Problem to work on — Resume the page about the Bonsai Scala library after its last line, the `root` definition in the Huffman tree's TreeOps instance.

Quoted text —
• Stars
    star
    141
  • Rank 259,971 (Top 6 %)
  • Language
    Scala
  • License
    MIT License
  • Created about 9 years ago
  • Updated about 2 years ago

Reviews

There are no reviews yet. Be the first to send feedback to the community and the maintainers!

Repository Details

Beautiful trees, without the landscaping.

Bonsai

Beautiful trees, without the landscaping. Bonsai is a Scala library for transforming arbitrary tree structures into read-only versions that take up a fraction of the space.

Overview

Bonsai compresses trees in 2 ways: by using significantly less space to store the tree structure itself (tree compression), and by encoding the node labels in a memory efficient structure (label compression).

What is a "Tree"?

Bonsai works over arbitrary trees, so it assumes a fairly generic interface for interacting with trees. In Bonsai a tree;

  • has 0 or 1 root nodes
  • each node has 0 or more children
  • each node has a label attached to it

The actual type of the node is unimportant. What is important is the node labels and the relationships between the nodes (parent, child, sibling, etc). This structure is enough to describe most of the types of trees you are familiar with.

Bonsai encodes this notion of trees with the TreeOps type class. Here is a truncated version of the type class:

trait TreeOps[Tree, Label] {

  /** The type of the nodes in the tree. */
  type Node

  /**
   * Returns the root node of the tree.
   */
  def root(t: Tree): Option[Node]

  /**
   * Returns all the direct children of the given node. The order may or may
   * not matter. TreeOps does not provide any guarantees here.
   */
  def children(node: Node): Iterable[Node]

  /**
   * Returns the label attached to the given node.
   */
  def label(node: Node): Label

  ...
}

The type T is our actual tree type. The Node type is the way we reference internal nodes in our tree T. The actual type of Node isn't important, however, and is mostly an implementation detail. The important bit is the Label type, which is the user-facing data associated with each node.

The bonsai-example subproject has an example of a Huffman tree. A Huffman tree is used to store a Huffman coding for decoding a compressed message (a bitstring). We decode the bitstring, bit-by-bit, using the tree.

Starting at the root of the tree, we follow the left child if the current bit is a 0 and the right child if it is a 1. We continue until reaching a leaf node, at which poitn we output the symbol associated with it, then start back at the beginning of the tree. When we've exhausted the entire bitstring, we'll have our decoded message.

Here is how we may implement a Huffman tree in Scala:

sealed trait HuffmanTree[+A]
case class Branch[+A](zero: HuffmanTree[A], one: HuffmanTree[A]) extends HuffmanTree[A]
case class Leaf[+A](value: A) extends HuffmanTree[A]

And here is how we would implement its TreeOps instance:

import com.stripe.bonsai.TreeOps

object HuffmanTree {
  implicit def huffmanTreeOps[A]: TreeOps[HuffmanTree[A], Option[A]] =
    new TreeOps[HuffmanTree[A], Option[A]] {
      type Node = HuffmanTree[A]

      def root(tree: HuffmanTree[A]): Option[HuffmanTree[A]] = Some(tree)

Extracted data —

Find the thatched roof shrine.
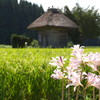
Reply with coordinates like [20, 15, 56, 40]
[27, 8, 78, 47]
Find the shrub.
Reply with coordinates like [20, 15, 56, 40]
[11, 34, 32, 48]
[67, 41, 74, 48]
[30, 40, 39, 48]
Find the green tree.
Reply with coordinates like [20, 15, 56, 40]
[72, 4, 100, 38]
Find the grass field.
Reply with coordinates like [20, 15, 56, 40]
[0, 47, 100, 100]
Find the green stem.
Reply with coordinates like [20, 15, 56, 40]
[93, 87, 95, 100]
[61, 79, 64, 100]
[68, 87, 70, 100]
[83, 89, 86, 100]
[99, 89, 100, 100]
[75, 86, 80, 100]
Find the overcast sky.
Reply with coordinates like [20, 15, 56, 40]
[18, 0, 100, 12]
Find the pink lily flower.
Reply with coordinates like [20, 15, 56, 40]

Final result —
      def children(tree: HuffmanTree[A]): Iterable[HuffmanTree[A]] = tree match {
        case Branch(l, r) => l :: r :: Nil
        case _ => Nil
      }
      def label(tree: HuffmanTree[A]): Option[A] = tree match {
        case Leaf(value) => Some(value)
        case _ => None
      }
    }
}

As long as we are careful to implement all our operations on a Huffman tree by using its more generic TreeOps interface, rather than HuffmanTree directly, we can then swap out the actual tree data structure, without affecting the code using it.

For example, below we implement a decode operation as an implicit class using just TreeOps.

import scala.collection.immutable.BitSet

implicit class HuffmanTreeOps[T, A](tree: T)(implicit treeOps: TreeOps[T, Option[A]]) {
  // Importing treeOps gives us some useful methods on `tree`
  import treeOps._

  def decode(bits: BitSet, len: Int): Vector[A] = {
    val root = tree.root.get
    val (_, result) = (0 until len)
      .foldLeft((root, Vector.empty[A])) { case ((node, acc), i) =>
        node.label match {
          case Some(value) => (root, acc :+ value)
          case None if bits(i) => (node.children.head, acc)
          case None => (node.children.iterator.drop(1).next, acc)
        }
      }
    result
  }
}

The goal of this indirection through TreeOps is to let us use a compressed version of the tree instead of an actual HuffmanTree, which will see below.

Tree Compression

Bonsai's tree compression is based off of a succinct data structure for binary trees. Bonsai supports k-ary trees by first transforming the original tree into a left-child right-sibling tree, which preserves all the relationships from the original tree, but ensures we have at most 2 children per node. You can read more about the details of the actual compression algorithm used in "Practical Implementation of Rank and Select Queries". The upshot is that we can store the entire structure of a tree in only ~2.73bits per node. This replaces the normal strategy of using JVM objects for nodes and references to store the relationships.

We actually compress trees by transforming them into Bonsai Trees. Bonsai's Tree constructor takes any arbitrary tree T that has a TreeOps[T] available and will return a Tree with the same structure and labels (and Label type) as the original tree. However, the entire structure and labels of the tree will have been compressed, so this new tree requires significantly less space.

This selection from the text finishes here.